Coordinate annotation entries:
┄┄┄┄┄┄┄┄┄┄

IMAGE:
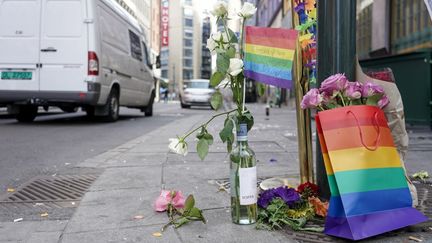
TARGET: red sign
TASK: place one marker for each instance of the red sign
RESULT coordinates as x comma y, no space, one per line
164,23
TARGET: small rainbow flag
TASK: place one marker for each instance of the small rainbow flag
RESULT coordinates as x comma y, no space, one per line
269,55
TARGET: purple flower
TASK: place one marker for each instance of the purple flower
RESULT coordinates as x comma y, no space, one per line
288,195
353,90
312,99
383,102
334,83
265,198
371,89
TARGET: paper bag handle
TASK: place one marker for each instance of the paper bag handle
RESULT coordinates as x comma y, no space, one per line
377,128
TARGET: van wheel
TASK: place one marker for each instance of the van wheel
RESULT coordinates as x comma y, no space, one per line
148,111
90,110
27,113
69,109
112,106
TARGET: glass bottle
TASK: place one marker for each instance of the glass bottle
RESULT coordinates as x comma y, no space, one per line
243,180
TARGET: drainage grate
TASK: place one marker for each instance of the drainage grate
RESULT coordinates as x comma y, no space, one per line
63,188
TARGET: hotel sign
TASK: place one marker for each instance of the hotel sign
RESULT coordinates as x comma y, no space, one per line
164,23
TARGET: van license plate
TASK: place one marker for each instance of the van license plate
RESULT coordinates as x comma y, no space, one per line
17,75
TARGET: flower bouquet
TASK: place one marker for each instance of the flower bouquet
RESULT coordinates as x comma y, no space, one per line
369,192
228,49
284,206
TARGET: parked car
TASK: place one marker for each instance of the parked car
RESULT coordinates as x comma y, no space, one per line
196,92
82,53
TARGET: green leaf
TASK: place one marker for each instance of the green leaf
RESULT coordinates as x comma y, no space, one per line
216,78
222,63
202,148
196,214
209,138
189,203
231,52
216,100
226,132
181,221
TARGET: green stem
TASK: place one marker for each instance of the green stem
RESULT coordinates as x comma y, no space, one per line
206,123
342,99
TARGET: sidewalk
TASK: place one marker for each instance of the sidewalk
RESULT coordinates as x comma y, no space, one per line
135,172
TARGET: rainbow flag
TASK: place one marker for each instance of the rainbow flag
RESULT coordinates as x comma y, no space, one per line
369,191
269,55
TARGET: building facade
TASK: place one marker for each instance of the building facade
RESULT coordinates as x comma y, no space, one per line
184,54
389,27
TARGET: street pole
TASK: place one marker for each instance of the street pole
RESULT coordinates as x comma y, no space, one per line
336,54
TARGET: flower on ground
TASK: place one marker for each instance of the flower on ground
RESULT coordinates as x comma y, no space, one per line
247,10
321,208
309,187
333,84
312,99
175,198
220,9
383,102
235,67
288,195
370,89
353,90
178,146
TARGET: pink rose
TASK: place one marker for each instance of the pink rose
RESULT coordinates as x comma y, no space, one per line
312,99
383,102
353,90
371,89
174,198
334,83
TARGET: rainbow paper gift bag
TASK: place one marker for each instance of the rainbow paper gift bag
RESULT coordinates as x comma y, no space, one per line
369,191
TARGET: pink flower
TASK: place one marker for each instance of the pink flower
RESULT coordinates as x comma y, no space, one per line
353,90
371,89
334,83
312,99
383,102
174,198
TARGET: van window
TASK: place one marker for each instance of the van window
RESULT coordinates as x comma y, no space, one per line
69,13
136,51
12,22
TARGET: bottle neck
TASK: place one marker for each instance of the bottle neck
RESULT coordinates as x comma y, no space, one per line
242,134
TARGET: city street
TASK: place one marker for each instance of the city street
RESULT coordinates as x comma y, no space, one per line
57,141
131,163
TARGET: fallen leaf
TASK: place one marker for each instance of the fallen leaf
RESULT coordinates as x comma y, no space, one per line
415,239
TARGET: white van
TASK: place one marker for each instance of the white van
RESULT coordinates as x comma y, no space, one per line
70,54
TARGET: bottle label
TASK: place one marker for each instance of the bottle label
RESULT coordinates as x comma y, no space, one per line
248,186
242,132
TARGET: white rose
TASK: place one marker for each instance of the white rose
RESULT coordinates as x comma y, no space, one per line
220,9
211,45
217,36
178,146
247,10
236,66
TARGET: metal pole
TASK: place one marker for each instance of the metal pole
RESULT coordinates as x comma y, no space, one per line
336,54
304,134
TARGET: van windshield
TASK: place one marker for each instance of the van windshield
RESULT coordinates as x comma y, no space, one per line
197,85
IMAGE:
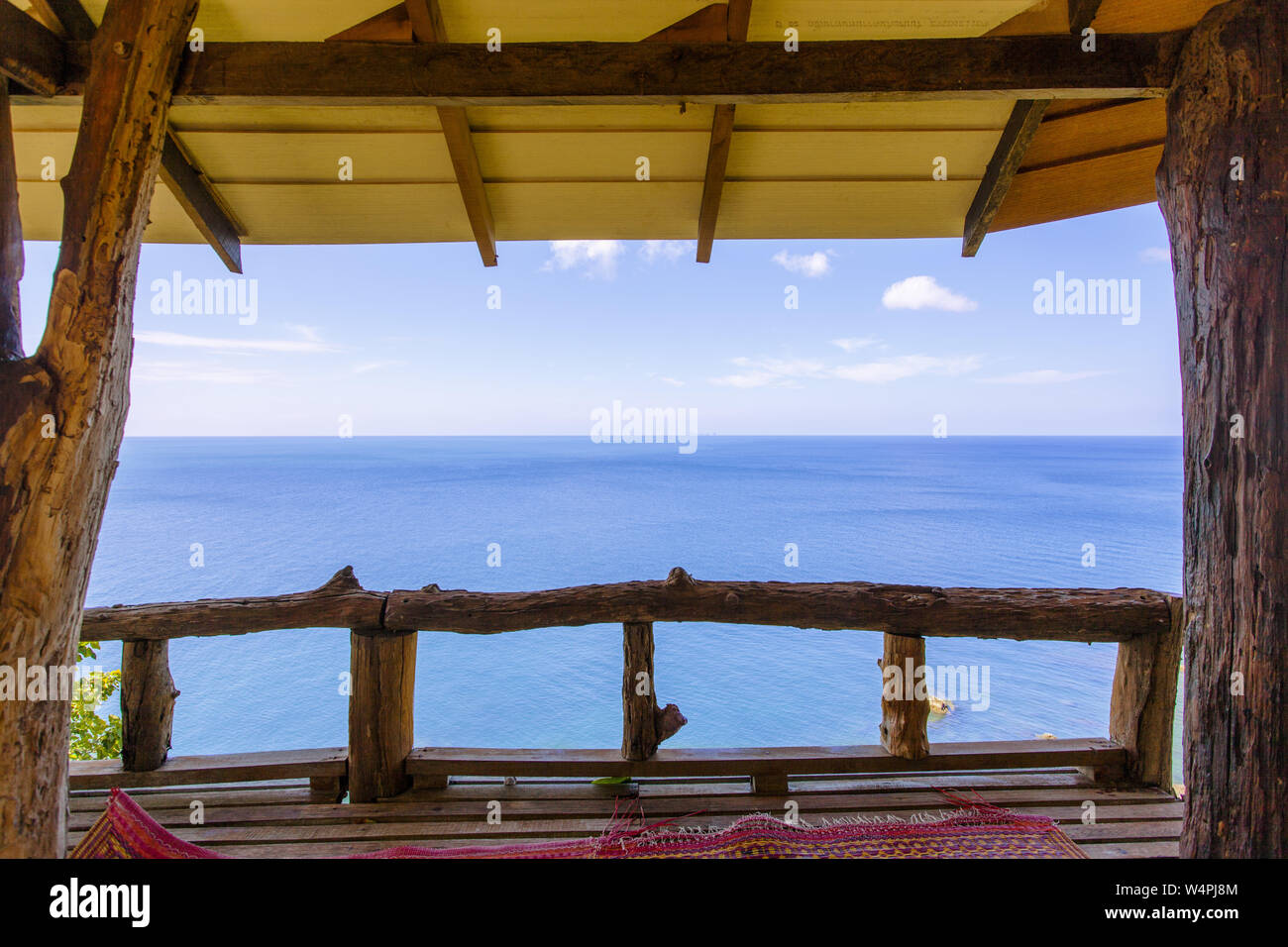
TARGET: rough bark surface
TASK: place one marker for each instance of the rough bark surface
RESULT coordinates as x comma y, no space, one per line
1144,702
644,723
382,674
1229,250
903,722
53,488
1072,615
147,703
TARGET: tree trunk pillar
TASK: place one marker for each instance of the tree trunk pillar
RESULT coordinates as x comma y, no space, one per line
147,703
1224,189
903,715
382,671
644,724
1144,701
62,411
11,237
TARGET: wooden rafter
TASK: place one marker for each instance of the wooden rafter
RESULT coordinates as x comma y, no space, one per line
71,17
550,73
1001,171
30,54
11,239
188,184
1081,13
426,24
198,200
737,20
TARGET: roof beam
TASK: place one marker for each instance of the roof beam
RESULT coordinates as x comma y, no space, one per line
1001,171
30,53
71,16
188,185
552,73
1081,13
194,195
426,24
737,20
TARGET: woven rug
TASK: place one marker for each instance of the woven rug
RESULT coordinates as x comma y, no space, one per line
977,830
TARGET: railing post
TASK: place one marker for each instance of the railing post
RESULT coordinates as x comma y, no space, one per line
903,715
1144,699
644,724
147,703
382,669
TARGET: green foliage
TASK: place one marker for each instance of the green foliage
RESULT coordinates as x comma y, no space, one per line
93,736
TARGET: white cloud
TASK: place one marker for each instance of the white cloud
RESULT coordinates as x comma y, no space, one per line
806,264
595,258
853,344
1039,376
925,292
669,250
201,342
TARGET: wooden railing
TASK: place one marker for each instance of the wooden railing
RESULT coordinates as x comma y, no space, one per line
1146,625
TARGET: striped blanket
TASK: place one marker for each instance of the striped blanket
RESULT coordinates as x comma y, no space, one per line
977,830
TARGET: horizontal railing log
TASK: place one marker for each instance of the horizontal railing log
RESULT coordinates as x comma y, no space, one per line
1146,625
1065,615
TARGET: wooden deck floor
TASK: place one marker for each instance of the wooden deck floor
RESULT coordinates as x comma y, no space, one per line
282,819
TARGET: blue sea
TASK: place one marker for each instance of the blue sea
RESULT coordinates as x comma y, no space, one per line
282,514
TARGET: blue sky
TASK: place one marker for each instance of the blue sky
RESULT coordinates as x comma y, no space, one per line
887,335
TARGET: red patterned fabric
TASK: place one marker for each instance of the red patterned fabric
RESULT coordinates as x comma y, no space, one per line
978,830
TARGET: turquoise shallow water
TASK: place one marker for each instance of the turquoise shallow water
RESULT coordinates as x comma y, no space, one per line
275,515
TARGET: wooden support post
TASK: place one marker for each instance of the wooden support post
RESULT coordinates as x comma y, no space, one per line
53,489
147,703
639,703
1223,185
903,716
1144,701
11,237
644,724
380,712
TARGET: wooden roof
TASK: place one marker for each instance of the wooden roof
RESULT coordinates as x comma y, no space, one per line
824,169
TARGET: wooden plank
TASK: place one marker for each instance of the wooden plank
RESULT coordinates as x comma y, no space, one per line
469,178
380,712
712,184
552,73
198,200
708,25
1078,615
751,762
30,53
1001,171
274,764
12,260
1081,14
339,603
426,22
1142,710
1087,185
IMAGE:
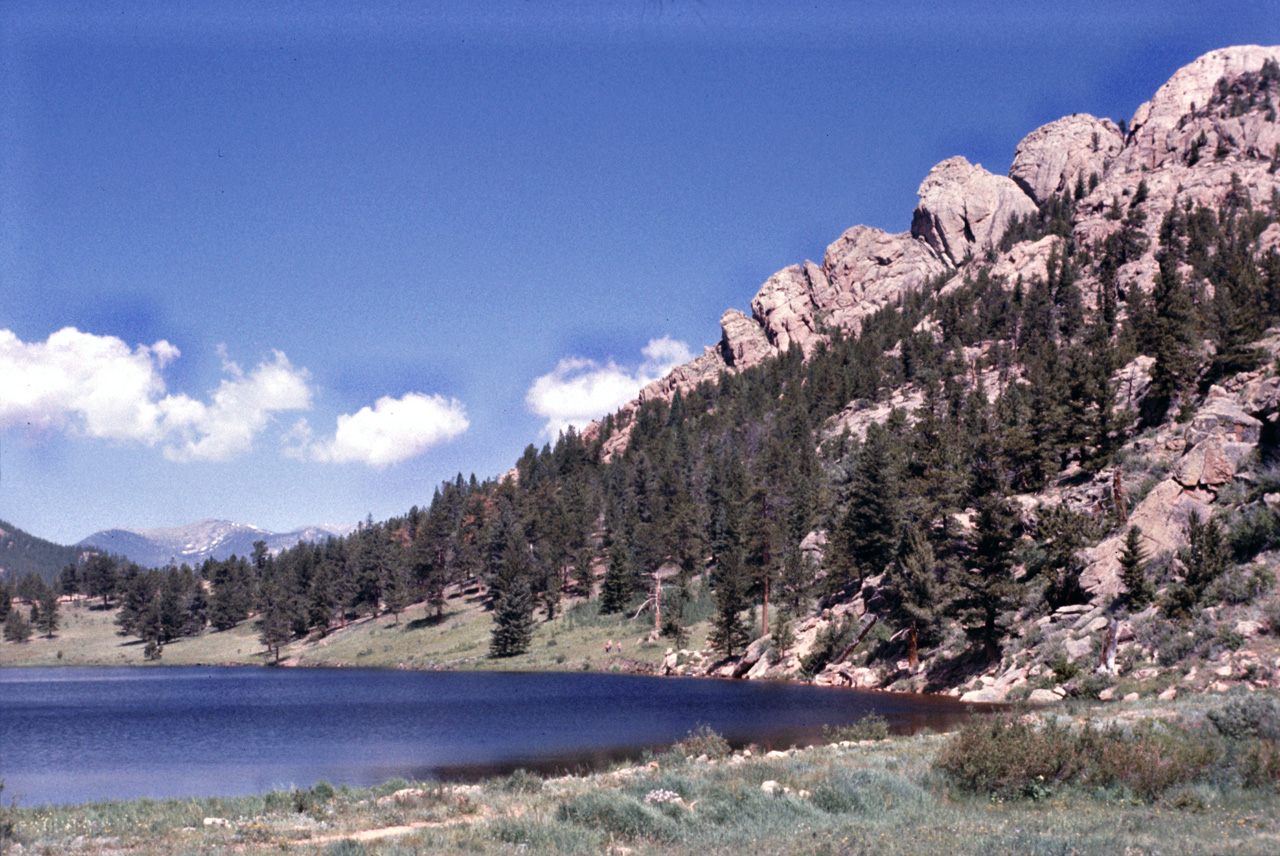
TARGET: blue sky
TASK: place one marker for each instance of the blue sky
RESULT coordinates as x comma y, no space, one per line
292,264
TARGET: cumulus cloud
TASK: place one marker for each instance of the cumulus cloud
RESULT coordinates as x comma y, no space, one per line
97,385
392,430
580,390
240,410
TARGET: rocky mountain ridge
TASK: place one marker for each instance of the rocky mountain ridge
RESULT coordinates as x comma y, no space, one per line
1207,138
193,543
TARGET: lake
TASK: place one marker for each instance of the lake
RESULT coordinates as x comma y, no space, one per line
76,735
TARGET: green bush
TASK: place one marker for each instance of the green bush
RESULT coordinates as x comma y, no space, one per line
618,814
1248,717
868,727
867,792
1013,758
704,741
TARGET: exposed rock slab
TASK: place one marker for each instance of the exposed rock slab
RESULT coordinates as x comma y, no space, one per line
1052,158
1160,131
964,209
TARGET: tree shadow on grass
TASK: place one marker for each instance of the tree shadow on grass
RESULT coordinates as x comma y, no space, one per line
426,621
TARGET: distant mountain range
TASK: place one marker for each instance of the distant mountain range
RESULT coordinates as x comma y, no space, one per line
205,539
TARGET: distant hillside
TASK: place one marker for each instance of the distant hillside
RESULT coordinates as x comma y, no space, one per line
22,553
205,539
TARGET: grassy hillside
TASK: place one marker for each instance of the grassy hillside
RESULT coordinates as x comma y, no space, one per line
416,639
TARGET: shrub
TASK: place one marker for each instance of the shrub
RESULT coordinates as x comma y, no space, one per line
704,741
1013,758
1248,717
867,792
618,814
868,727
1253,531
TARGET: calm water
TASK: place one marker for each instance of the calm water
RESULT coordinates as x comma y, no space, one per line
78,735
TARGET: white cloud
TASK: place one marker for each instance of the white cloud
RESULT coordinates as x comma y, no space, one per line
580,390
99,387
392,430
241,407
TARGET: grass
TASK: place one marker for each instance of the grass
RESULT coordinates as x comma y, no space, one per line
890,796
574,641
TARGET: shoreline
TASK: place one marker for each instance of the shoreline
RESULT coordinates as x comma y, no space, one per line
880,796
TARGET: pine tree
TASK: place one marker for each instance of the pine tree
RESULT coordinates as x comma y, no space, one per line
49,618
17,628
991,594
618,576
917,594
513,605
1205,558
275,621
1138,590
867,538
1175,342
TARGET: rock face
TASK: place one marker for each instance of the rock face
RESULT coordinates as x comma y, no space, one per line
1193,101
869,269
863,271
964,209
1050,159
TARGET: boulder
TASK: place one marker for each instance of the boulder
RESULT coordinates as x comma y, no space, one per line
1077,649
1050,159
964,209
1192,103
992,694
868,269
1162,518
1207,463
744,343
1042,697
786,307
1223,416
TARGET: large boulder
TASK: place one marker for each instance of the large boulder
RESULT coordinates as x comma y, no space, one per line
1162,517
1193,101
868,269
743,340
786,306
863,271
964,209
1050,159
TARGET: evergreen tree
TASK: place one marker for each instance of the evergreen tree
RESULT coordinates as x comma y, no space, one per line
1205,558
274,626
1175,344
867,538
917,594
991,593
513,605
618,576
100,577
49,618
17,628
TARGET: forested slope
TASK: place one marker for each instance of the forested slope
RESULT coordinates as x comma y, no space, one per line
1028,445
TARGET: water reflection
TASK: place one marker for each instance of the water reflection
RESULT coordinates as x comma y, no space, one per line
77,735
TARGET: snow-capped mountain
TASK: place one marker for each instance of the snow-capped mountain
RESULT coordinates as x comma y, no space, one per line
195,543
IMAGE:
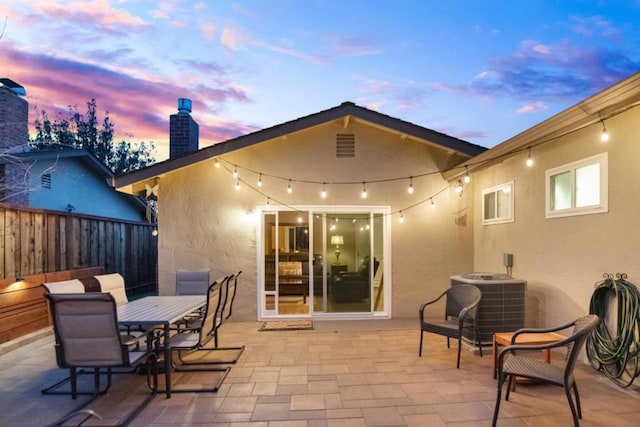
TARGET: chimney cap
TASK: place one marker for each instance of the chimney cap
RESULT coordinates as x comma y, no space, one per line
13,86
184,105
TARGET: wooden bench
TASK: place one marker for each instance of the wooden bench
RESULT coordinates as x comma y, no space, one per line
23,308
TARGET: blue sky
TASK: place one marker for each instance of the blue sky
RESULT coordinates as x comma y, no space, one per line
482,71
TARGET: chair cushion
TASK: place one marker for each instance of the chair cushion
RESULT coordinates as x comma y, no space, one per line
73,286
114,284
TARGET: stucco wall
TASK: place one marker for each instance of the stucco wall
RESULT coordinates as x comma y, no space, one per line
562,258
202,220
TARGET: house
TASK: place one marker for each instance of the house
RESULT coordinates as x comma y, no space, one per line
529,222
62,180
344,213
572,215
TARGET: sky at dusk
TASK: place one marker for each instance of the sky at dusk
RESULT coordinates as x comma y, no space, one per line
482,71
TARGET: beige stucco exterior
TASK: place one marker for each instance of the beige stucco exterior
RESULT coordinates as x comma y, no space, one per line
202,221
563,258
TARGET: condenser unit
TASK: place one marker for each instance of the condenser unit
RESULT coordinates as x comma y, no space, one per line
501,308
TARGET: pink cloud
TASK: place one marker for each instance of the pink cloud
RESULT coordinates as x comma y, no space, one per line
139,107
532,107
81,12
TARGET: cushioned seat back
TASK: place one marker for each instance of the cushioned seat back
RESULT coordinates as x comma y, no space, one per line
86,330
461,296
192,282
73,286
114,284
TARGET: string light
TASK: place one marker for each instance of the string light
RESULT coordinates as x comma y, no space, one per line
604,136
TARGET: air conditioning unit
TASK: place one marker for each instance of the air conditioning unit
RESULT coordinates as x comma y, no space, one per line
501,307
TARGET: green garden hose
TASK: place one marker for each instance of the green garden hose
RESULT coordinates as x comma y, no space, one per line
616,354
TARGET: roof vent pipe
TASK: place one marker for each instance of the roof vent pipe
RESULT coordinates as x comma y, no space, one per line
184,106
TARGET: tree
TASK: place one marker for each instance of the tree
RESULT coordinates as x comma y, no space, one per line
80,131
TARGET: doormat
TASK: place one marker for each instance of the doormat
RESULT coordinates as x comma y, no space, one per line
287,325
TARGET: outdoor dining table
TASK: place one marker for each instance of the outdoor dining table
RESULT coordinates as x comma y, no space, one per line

┄┄┄┄┄┄┄┄┄┄

STATED TASK:
Extract the lines above from the one containing "TARGET: roof vent pipe" to the last line, both included, exactly as written.

COMPLETE ANSWER:
TARGET: roof vent pipe
TASK: place one marker for each instance of the roof vent pipe
RESULT coordinates as x comma y, no space, one per line
184,106
TARGET: tree
TASK: place one marker for each instance of the tree
RESULT coordinates as x comma y, no space, one per line
80,131
TARGET: doormat
TASK: place one marker for each instance of the doormat
RESULT coordinates as x comma y, no space, one per line
287,325
TARGET: outdoor dining table
TASK: place one marker for each instance of the outdoor dining table
RESULT coordinates as x comma y, no space, one per line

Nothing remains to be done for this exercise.